» The task
Retype all material exactly. Pictures stay out of the copy.

— Start Dataset content —

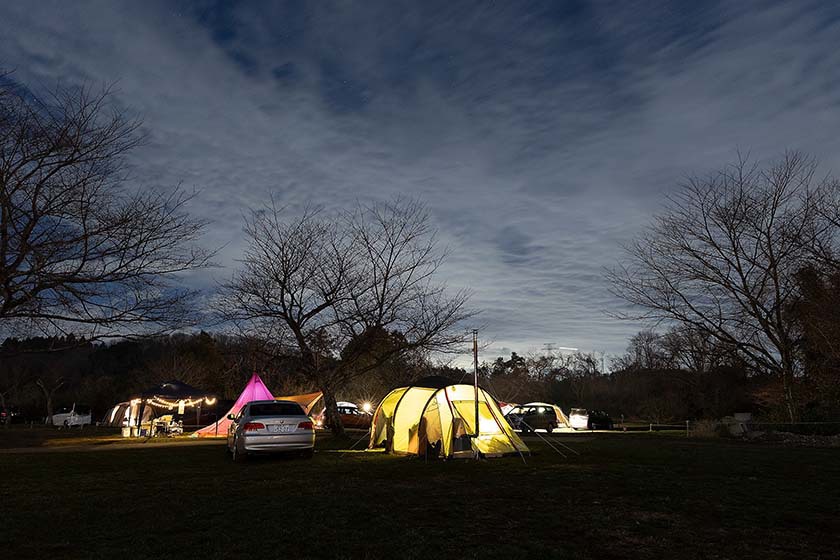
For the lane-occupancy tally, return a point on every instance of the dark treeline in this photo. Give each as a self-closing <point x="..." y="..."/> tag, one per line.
<point x="36" y="378"/>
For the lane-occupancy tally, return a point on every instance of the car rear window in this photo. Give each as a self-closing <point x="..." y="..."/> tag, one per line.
<point x="276" y="409"/>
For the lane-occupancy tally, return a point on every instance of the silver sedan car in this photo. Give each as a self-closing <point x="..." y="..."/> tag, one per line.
<point x="270" y="426"/>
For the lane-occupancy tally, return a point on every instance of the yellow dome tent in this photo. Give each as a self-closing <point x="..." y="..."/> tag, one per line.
<point x="435" y="417"/>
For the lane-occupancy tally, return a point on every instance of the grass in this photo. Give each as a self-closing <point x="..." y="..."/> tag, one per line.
<point x="626" y="495"/>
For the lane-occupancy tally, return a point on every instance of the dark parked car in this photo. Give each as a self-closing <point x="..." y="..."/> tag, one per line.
<point x="351" y="416"/>
<point x="528" y="418"/>
<point x="582" y="419"/>
<point x="600" y="420"/>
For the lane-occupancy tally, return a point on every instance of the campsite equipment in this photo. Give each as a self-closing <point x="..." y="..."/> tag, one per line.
<point x="170" y="397"/>
<point x="436" y="417"/>
<point x="307" y="401"/>
<point x="255" y="390"/>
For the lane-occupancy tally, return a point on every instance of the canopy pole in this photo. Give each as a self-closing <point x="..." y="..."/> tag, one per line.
<point x="475" y="376"/>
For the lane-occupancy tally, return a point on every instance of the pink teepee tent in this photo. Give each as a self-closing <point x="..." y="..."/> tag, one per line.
<point x="255" y="390"/>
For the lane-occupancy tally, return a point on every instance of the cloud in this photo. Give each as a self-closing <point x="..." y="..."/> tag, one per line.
<point x="541" y="136"/>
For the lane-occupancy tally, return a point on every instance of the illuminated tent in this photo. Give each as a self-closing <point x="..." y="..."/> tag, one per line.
<point x="171" y="397"/>
<point x="562" y="419"/>
<point x="306" y="401"/>
<point x="255" y="390"/>
<point x="435" y="417"/>
<point x="127" y="414"/>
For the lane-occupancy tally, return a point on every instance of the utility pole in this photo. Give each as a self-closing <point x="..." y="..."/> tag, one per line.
<point x="475" y="376"/>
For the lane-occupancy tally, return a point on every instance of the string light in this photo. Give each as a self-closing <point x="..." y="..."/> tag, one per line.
<point x="163" y="403"/>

— End Dataset content —

» Result below
For the lane-occupancy tally, return a point on every instance of the dark treeline in this photo. Give each as a self-closing <point x="..." y="..."/> tag, one per line.
<point x="36" y="378"/>
For the lane-occupancy tally, return a point on every instance of the car rear window in this photo. Give each as a self-closing <point x="..." y="..."/> tag, one per line.
<point x="276" y="409"/>
For the lane-occupancy tally, return a point on every instance of the silver sedan car in this photo. Give each as a self-closing <point x="..." y="..."/> tag, one per line.
<point x="270" y="426"/>
For the lane-occupancy tally, return a point on every instance of the yellow dome tent in this photo. Give each as a self-closing <point x="..." y="..."/> tag, one per line.
<point x="435" y="417"/>
For the lane-occupancy tally, return a point on every instance of the grass in this photo. Give each as a self-closing <point x="..." y="..."/> tag, one per line.
<point x="626" y="495"/>
For the lane-occupancy tally, return a point on every instance of the dark parked car in this photo. Give each as a self-closing <point x="..." y="..."/> tag, one per line.
<point x="351" y="416"/>
<point x="528" y="418"/>
<point x="582" y="419"/>
<point x="600" y="420"/>
For the lane-occupancy tally, return a point on every instance of the campsite equipment in this photo. Give each as a self-closing <point x="..." y="..."/> tag, one per line.
<point x="170" y="397"/>
<point x="436" y="417"/>
<point x="307" y="401"/>
<point x="255" y="390"/>
For the lane-occupancy tally, return a point on every instance of the canopy pole in this photo. Give each as a self-closing <point x="..." y="..."/> tag, one per line.
<point x="475" y="376"/>
For the lane-occupancy tally, return a point on every instance of the pink teepee tent in this photo. Give each as a self-closing <point x="..." y="..."/> tag, one per line.
<point x="255" y="390"/>
For the lane-occupancy tally, return a point on every instance of the cloud in this photo. Give each as a self-closing <point x="..." y="..."/> tag, one per line.
<point x="541" y="136"/>
For the lane-occupancy tally, return a point on every instance of the illuminated tent in this photo. Give each as a self-closing <point x="..." y="..."/> tag, one per line.
<point x="171" y="397"/>
<point x="562" y="419"/>
<point x="306" y="401"/>
<point x="255" y="390"/>
<point x="435" y="417"/>
<point x="127" y="414"/>
For the lane-occupancy tally, return a point on every instance of the utility pole in this photo. Give each as a self-closing <point x="..." y="..."/> tag, one per line.
<point x="475" y="376"/>
For the lane-occupancy tally, return a point on every instance of the string light in this photo. Give each as a self-closing <point x="..." y="..."/> tag, one per line.
<point x="163" y="403"/>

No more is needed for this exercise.